- Image object location entries
....

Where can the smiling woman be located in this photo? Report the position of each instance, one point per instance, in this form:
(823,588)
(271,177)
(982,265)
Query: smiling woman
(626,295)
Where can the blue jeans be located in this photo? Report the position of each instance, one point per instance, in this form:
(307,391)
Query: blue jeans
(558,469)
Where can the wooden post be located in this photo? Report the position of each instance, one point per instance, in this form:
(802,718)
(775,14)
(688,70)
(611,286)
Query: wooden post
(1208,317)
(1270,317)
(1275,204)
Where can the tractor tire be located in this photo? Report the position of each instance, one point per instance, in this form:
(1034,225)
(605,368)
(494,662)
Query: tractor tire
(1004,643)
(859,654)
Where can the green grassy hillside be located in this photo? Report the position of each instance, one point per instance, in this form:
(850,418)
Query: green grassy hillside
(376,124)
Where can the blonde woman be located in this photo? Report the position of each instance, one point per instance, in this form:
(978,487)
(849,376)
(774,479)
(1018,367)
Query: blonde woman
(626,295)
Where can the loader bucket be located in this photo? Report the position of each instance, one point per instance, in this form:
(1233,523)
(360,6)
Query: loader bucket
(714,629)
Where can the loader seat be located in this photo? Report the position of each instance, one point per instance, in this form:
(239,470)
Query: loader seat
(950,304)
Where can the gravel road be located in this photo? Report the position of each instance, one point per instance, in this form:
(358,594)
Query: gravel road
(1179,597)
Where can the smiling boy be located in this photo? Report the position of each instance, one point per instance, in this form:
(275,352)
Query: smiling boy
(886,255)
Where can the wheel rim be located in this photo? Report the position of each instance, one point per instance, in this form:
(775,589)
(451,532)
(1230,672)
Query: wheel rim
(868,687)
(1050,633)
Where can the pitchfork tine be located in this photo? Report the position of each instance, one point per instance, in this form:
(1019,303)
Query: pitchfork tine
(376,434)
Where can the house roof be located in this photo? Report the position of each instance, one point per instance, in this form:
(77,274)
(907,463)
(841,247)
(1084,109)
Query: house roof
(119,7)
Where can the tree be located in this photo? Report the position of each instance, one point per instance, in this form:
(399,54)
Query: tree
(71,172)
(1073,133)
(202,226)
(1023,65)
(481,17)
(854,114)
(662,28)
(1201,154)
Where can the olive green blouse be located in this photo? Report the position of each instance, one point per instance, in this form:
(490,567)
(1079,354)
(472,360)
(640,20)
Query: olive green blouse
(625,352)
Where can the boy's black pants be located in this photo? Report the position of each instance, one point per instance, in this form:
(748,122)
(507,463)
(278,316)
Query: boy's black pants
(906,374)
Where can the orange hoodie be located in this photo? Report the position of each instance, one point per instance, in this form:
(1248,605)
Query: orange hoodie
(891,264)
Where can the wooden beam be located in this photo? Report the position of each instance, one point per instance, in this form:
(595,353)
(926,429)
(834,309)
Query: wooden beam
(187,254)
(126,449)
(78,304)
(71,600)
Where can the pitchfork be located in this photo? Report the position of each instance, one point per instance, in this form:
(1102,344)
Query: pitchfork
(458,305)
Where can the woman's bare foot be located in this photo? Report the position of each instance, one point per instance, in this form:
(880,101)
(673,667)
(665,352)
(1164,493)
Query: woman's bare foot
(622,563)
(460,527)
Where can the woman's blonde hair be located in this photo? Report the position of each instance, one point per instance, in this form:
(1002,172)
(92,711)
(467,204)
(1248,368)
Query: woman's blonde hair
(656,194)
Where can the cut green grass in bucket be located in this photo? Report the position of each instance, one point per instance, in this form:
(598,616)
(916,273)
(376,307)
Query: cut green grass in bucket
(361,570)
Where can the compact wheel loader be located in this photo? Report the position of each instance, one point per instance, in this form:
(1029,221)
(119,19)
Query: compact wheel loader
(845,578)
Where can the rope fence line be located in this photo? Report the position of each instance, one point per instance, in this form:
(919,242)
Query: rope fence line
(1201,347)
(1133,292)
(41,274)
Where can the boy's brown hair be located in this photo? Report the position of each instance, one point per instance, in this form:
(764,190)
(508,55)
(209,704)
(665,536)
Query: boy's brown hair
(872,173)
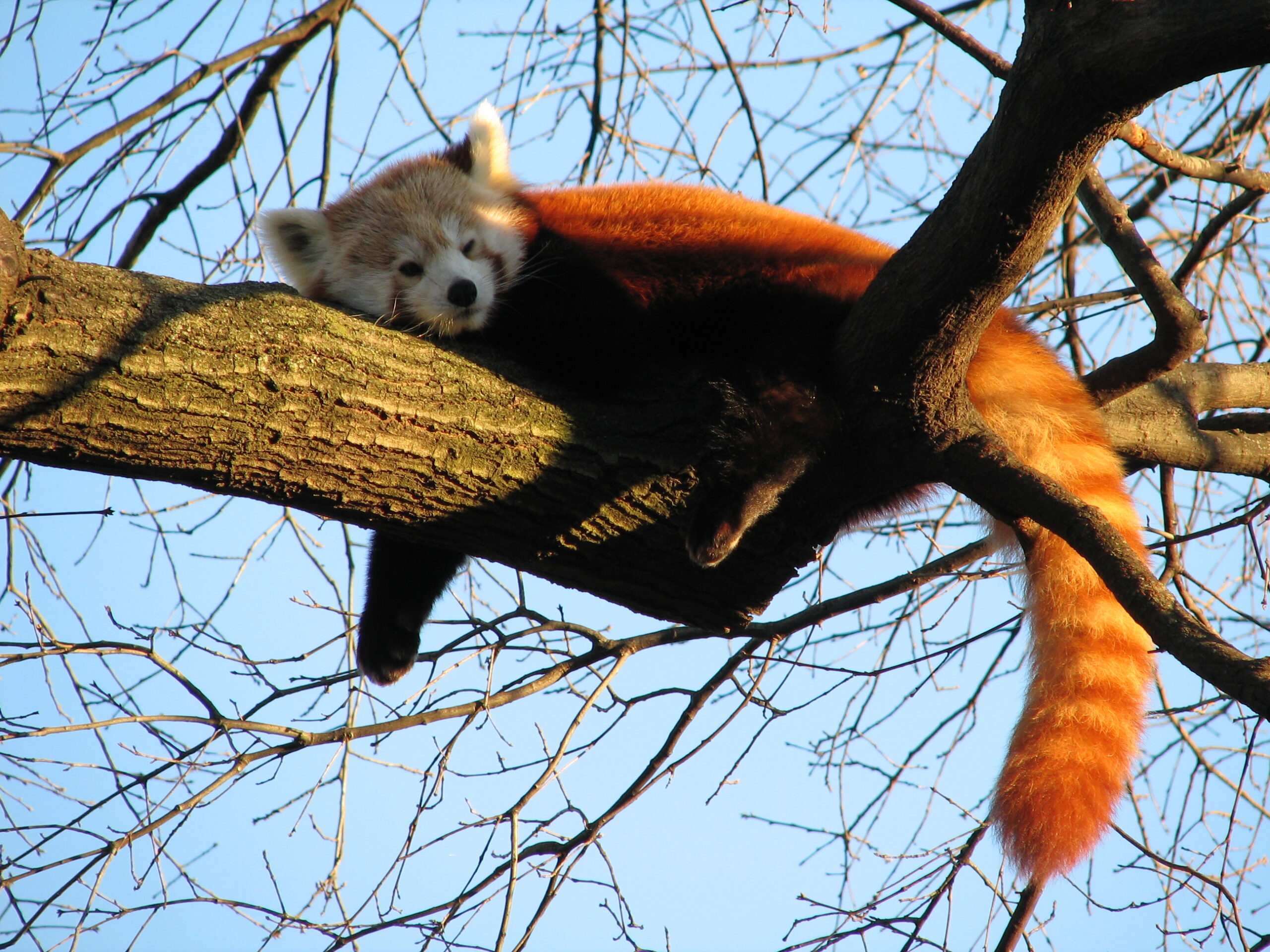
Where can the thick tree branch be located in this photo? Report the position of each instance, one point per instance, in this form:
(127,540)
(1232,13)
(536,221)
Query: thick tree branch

....

- AIM OF THE EXERCISE
Write out exactly the lines from the one containing "Where can the boy's black" to the last line of the records above, both included, and leave out any pictures.

- EXPECTED OUTPUT
Where can the boy's black pants be located in this photo? Report the position of each instance, one point per instance, in this form:
(748,122)
(507,463)
(278,316)
Query: boy's black pants
(906,374)
Where can the orange hoodie be located in this photo? Report the position of each instance, one point per instance, in this form:
(1248,605)
Query: orange hoodie
(891,264)
Where can the wooden beam be located in this photo? Report the position of each instance, one point per instance, in this form:
(595,353)
(926,429)
(834,309)
Query: wooden beam
(187,254)
(126,449)
(78,304)
(71,600)
Where can the pitchfork be located in this photo? Report the position of each instance, one point per instance, in this form:
(1102,344)
Query: pitchfork
(458,305)
Where can the woman's bare foot be located in this photo? Report the position of each instance, one point per instance, in this form:
(880,101)
(673,667)
(665,352)
(1164,493)
Query: woman's bare foot
(622,563)
(460,527)
Where can the woman's blonde hair be located in this photo? Report the position of each instance, one point per instance, in this form:
(1002,172)
(92,711)
(467,204)
(1248,368)
Query: woman's blonde hair
(656,194)
Where can the cut green grass in bucket be located in this photo? Report the position of each instance, one point per instance, in this form:
(598,616)
(916,273)
(376,307)
Query: cut green grass in bucket
(361,570)
Where can the compact wheel loader be located in this photo? Report the position of each instance, one point per instance, in this form:
(1029,221)
(119,19)
Query: compact wheel loader
(845,578)
Where can the rope fence line be located in this photo? Report the position of each instance, one point per instance, in this form:
(919,242)
Query: rope fence line
(1201,347)
(1133,292)
(41,274)
Where can the boy's brown hair be located in this photo? Report the position of each instance, one point per instance, in this form:
(764,190)
(508,55)
(209,704)
(665,536)
Query: boy's brown hair
(872,173)
Where can the thick tree branch be located in this photo? Report the position of each instance, one point per instance, in this form:
(127,540)
(1232,13)
(536,221)
Query: thick tree branch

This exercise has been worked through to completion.